The failure of many SMEs to successfully convert research and development into innovation indicates that there are many hurdles to be overcome in the innovation process. For example, Kim and Mauborgne (2000) suggest that such hurdles “make or break the commercial viability of even the most powerful innovative ideas”. What can SMEs managers do about these hurdles, and what determines the level and effectiveness of the innovation strategies adopted? Despite the obvious importance of SMEs (SGS, 2002), there is a paucity of research and consequently a lack of understanding on SME needs and requirements. To date, most SME research focuses on factors that contribute to their survival such as financing, rather than a greater understanding of the growth process and the achievement of sustainable competitive advantage (Storey, 1994).

Rogers (1995, p.11) defines innovation as “any idea practice or object that is perceived to be new by an individual or other unit of adoption”. Innovation involves the adoption of new products and processes to increase competitiveness and overall profitability. It involves new ways of identifying the needs of new and existing clients. Innovation is one of the principal challenges to the management of SMEs.

Hitt et al. (2001, p.484) state that innovation is critical to enable SMEs to compete in domestic and global markets. The importance of innovation for SMEs and start-up firms is encapsulated by Lee et al. (2001) when they state that “head-to-head competition with established players is bound to result in failure due to resource shortcomings, scale diseconomies, and questionable reputation”. They prove that innovation is the key to competition as “competitors cannot easily mimic innovativeness. Since it depends on quality and quantity of R&D personnel and the complex social relationships”. Innovation is increasingly seen as a contributory factor to higher performance in a growing number of industries (Zahra et al., 1999) and in particular, strengthening the firm's competitive advantage (Mone et al., 1998). Kanter (1999) states that “Winning in business today demands innovation. Companies that innovate reap all the benefits of a first mover”. Yet the literature indicates that many firms still believe that their existing ways and processes are sufficient for the next decade: “a pattern emphasized is the degree to which powerful competitors not only resist innovative threats, but actually resist all efforts to understand them, preferring to further entrench their positions in the older products” (Utterback, 1994).

SMEs are renowned for their creativity and new product development. This applies in particular to SMEs that have the ability to innovate effectively and develop new products more rapidly than larger firms (Vossen, 1998; Storey, 1994). Indeed, Harrison and Watson (1998) contend that there is little doubt that SMEs are capable of effective innovation. However, many SMEs still fail to see the opportunities and advantages that are open to them, such as the flexibility of customizing products to the requirements of the consumer, an advantage adopted by larger firms. Their failure to take such opportunities is paraphrased in Peters (1997, p.91) as “you miss 100% of the shots you do not take”. Clearly, the capability to innovate quickly is a key factor in the sustainable competitive advantage of any firm.

■ ■ ■

▶ **What you will do**
a) Can you repeat the passage on SME innovation, word for word, from "The failure of" up to and including "advantage (Storey, 1994)."?
b) Can you go on with the passage on SME innovation from the point where it stops?

■ ■ ■

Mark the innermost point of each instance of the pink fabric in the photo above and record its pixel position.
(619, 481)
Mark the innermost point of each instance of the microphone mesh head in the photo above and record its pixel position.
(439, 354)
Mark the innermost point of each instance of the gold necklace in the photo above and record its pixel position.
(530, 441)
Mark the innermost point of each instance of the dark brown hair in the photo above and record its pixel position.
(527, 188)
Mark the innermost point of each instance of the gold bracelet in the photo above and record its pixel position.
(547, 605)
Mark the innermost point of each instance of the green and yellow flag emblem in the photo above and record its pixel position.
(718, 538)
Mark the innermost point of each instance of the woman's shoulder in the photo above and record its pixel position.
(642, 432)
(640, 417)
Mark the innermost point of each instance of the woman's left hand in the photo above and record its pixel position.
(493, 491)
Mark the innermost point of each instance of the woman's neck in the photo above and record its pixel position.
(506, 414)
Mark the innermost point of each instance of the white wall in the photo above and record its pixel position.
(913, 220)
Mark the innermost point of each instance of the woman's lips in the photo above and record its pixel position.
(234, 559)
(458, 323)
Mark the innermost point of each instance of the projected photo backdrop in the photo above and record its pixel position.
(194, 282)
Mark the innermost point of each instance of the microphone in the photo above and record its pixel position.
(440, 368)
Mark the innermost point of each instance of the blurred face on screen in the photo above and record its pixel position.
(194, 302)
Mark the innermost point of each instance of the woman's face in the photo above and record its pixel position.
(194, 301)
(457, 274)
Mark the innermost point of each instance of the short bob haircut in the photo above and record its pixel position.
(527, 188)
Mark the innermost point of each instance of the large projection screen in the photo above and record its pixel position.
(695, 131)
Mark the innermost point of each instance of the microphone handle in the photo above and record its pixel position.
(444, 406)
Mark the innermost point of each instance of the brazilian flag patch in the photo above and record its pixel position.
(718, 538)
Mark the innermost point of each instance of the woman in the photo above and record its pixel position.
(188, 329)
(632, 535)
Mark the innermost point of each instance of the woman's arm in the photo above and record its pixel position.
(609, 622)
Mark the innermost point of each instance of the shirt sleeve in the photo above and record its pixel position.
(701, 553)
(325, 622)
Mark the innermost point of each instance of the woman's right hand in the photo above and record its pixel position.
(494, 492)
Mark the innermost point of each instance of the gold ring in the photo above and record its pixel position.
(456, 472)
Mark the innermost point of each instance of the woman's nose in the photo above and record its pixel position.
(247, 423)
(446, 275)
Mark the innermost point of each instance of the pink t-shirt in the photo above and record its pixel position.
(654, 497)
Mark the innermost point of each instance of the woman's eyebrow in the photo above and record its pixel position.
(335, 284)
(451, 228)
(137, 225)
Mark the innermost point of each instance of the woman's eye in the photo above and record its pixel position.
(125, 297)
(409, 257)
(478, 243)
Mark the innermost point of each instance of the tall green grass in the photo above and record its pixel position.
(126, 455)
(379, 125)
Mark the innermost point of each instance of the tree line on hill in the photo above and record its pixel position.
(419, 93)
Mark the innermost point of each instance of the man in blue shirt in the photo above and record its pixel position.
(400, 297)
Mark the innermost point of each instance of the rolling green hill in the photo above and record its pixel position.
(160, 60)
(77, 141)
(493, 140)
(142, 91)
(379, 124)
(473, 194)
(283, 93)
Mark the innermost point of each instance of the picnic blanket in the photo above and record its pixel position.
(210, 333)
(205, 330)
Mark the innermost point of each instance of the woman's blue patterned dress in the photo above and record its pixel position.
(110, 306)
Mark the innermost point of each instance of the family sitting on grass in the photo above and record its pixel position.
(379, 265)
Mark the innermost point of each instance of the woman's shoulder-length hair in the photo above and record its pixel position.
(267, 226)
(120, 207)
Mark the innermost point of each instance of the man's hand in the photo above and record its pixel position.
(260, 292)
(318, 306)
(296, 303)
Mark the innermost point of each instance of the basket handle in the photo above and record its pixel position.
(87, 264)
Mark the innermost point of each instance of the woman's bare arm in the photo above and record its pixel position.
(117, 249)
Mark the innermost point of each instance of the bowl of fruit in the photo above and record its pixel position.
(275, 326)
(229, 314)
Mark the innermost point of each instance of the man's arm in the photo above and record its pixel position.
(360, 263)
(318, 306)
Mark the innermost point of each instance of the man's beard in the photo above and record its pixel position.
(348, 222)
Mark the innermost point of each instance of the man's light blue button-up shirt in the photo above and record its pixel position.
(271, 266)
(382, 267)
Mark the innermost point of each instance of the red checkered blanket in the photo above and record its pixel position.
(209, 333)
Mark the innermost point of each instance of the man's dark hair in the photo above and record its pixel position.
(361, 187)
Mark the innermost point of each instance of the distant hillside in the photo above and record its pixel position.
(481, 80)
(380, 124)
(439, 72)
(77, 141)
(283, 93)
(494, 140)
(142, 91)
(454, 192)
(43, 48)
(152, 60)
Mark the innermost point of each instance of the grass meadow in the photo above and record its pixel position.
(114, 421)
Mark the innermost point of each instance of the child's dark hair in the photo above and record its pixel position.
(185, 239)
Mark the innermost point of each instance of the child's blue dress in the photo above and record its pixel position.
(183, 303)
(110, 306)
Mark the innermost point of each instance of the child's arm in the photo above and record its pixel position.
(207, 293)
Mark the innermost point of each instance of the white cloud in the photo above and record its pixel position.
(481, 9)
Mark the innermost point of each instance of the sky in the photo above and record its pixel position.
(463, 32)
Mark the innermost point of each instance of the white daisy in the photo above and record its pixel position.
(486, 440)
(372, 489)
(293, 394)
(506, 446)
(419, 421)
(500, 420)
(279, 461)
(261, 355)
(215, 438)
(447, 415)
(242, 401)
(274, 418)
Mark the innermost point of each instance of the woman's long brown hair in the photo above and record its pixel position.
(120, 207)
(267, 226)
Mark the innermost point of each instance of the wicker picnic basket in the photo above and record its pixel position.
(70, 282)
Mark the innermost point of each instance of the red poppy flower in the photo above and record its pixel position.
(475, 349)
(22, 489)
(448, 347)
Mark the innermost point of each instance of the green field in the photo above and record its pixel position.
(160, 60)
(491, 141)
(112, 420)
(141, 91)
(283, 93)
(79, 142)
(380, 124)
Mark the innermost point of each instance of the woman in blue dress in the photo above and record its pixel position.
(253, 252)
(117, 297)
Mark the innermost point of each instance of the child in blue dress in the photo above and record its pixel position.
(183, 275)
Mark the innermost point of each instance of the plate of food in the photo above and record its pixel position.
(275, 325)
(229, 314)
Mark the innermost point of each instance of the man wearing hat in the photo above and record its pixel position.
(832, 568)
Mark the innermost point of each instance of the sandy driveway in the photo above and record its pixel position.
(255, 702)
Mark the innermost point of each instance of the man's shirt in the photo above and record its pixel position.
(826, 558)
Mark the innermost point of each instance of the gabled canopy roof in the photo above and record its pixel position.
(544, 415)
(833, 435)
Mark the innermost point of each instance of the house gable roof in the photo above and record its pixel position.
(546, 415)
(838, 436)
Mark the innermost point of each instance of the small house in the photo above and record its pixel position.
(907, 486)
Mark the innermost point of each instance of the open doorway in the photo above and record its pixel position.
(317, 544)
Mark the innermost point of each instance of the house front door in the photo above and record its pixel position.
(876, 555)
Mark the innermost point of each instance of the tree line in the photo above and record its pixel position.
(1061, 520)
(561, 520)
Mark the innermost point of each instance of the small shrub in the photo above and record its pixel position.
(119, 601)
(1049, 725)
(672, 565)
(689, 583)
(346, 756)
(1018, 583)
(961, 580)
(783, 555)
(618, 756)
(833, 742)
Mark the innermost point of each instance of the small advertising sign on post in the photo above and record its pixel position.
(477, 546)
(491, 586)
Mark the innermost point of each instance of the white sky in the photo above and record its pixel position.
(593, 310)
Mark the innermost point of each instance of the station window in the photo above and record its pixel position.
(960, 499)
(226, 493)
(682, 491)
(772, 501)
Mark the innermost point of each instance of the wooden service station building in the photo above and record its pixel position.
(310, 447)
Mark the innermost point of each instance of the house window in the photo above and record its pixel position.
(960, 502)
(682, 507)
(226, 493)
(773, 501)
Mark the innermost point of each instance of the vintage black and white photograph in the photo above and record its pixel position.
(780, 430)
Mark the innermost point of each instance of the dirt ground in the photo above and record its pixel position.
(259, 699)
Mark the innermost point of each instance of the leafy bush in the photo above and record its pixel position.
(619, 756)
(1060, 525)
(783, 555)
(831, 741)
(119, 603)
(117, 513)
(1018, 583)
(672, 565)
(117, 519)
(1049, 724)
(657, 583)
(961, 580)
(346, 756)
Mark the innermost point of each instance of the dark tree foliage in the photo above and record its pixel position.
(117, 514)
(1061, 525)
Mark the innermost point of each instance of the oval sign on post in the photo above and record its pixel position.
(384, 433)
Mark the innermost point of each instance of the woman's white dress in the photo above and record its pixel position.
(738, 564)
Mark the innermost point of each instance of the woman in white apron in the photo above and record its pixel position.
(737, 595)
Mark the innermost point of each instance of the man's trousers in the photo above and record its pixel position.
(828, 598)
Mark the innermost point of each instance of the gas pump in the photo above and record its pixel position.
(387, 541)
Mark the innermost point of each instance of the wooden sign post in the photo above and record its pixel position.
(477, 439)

■ ■ ■

▶ **In response**
a)
The failure of many SMEs to successfully convert research and development into innovation indicates that there are many hurdles to be overcome in the innovation process. For example, Kim and Mauborgne (2000) suggest that such hurdles “make or break the commercial viability of even the most powerful innovative ideas”. What can SMEs managers do about these hurdles, and what determines the level and effectiveness of the innovation strategies adopted? Despite the obvious importance of SMEs (SGS, 2002), there is a paucity of research and consequently a lack of understanding on SME needs and requirements. To date, most SME research focuses on factors that contribute to their survival such as financing, rather than a greater understanding of the growth process and the achievement of sustainable competitive advantage (Storey, 1994).

b)
The importance of innovation as a driver of sustainable competitive advantage is well documented (Shoham and Fieganbaum, 2002). Existing studies on innovation relate to creativity (Amabile et al., 1996), resource availability (Dougherty and Hardy, 1996), managerial control and strategic focus mergers, acquisitions, divestitures, downsizing, and cost reduction (Hitt et al., 1996). Previous research shows that innovation impacts on performance (Roberts, 1999), and firm survival (Banbury and Mitchell, 1995).

However, despite the numerous articles and theoretical discussions, there is no conclusive theoretical perspective on innovation (Drazin and Schoonhoven, 1996). In a review of previous research on innovation, Shoham and Fieganbaum (2002) suggest the need for additional theoretical integration to link organizational context with industry level dynamics.

4 Corporation Strategy Details

4.1 SMEs' human resource management

Scholars consider Human Resource Management to be a phenomenon related to large organizations (Wilkinson, 1999; ISED, 2005) and workers in SMEs have been described as “the invisible workforce” (Curran, 1986). Indeed working in SMEs does not involve much paper work, policies, systems, procedures, rules and strategies, and even the presence of an HR officer is missing. Not surprisingly then HR issues are not considered to be critical for their growth and survival, and accordingly very less is invested in employee training and development (Stewart & Beaver, 2003).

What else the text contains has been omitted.